▶ **EXERCISE GOAL**
The expected output is the line bearing "Where can the braided" followed by all remaining lines of the records, each restated word for word.
***** RECORDS SHOWN *****
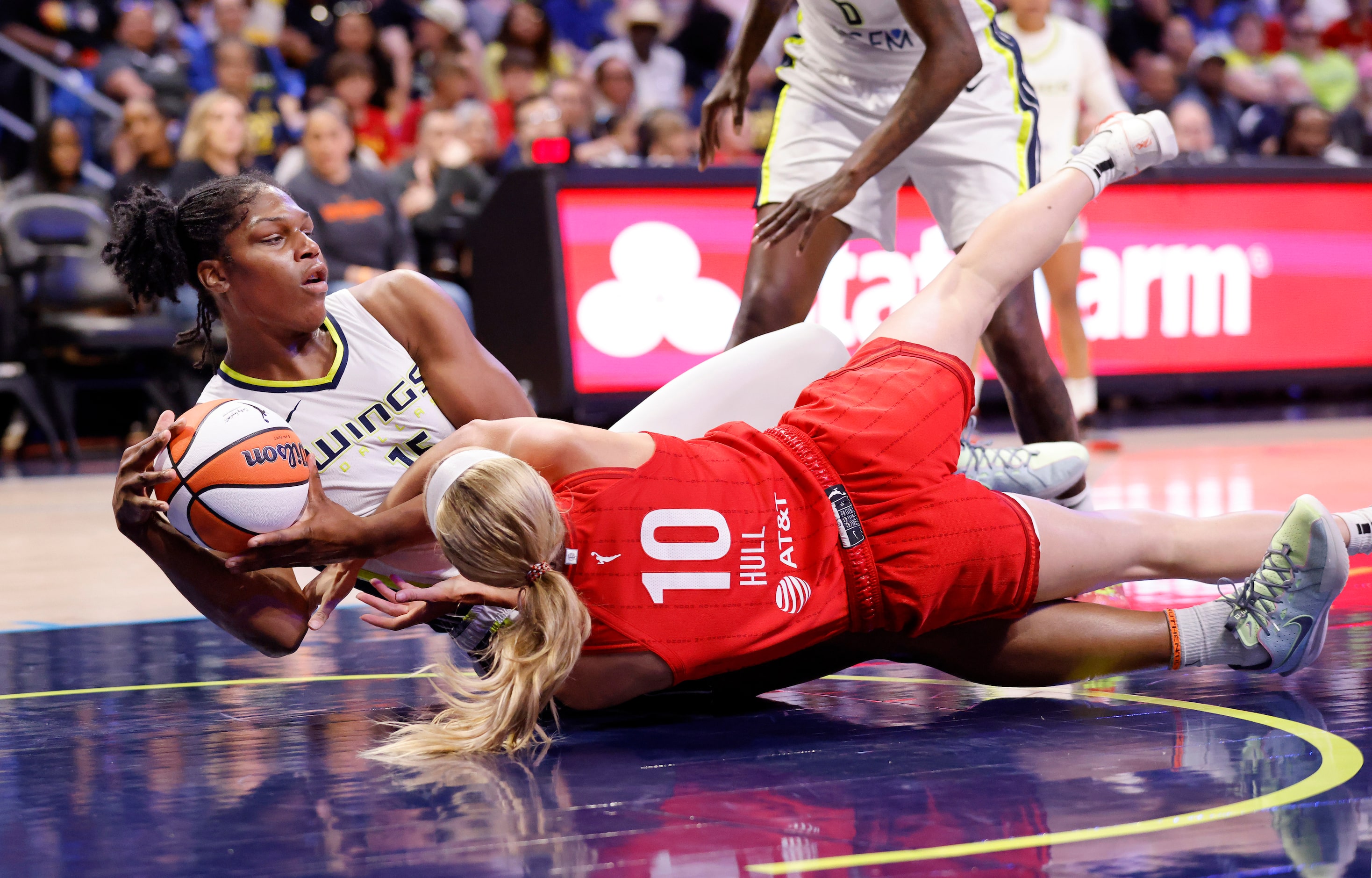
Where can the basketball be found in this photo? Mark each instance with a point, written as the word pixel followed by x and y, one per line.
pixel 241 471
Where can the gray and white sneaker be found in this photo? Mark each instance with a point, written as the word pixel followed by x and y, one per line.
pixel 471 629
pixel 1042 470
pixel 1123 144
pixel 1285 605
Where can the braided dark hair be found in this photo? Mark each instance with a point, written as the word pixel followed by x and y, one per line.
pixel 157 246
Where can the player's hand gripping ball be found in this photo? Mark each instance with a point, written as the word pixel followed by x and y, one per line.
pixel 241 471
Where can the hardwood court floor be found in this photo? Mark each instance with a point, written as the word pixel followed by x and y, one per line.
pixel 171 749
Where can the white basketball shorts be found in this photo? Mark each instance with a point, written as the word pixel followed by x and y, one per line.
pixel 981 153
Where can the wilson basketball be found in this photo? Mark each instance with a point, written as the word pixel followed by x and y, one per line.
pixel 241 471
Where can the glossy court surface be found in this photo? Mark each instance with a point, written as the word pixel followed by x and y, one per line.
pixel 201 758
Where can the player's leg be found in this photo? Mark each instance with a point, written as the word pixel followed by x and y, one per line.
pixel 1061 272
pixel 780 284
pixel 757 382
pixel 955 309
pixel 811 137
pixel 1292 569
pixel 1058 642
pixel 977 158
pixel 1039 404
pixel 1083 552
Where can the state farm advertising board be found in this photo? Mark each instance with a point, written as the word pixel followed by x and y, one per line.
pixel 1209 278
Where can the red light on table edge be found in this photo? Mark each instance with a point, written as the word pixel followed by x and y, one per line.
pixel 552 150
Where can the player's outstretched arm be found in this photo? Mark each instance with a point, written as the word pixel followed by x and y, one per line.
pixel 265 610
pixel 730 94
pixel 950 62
*****
▶ **RESPONSE TO THE TASK**
Where can the braided dark hair be found in this photo? Mark each instance with a point, written as the word pixel followed by x and y, one per line.
pixel 157 246
Where can the player's hand gripping ball be found in this photo? Mark each instance with a point, written as the word pixel followed by x and y, one per line.
pixel 241 471
Where can the hardwood court floor be found in this photo? Mark each instance with a point, written as the word pixel followed by x and y, one per line.
pixel 171 749
Where can the white basketball shorts be found in this photo? Mark each instance with a point, written as the word pixel followed by x and y, one per line.
pixel 981 153
Where can the wilson basketball be found in this photo? Mark each instance with a point, written as the word pixel followed by x and y, one per line.
pixel 241 471
Where can the glossy court surface be found in this photo? Mark each instance with a point, written as the word pixel followed by x and y, one per line.
pixel 201 758
Where can the player's leg be found in this photo? Mark each instance with a point, written as the word pixel followed by x and y, one per line.
pixel 1061 272
pixel 780 284
pixel 757 382
pixel 955 309
pixel 811 137
pixel 1292 569
pixel 1058 642
pixel 977 158
pixel 1039 404
pixel 1083 552
Where can the state farm advertising board be found in this photo? Mark each instance with a point, written as the word pixel followed by x and y, one per line.
pixel 1209 278
Where can the red light on table edge be found in this photo? Mark each instance with a point, written as the word pixel followed by x and y, one per line.
pixel 552 150
Where can the player's outstretched arm be found in this photo? Mark each instance with a point, written as the word pixel followed by x and y, one per line.
pixel 265 610
pixel 730 94
pixel 950 62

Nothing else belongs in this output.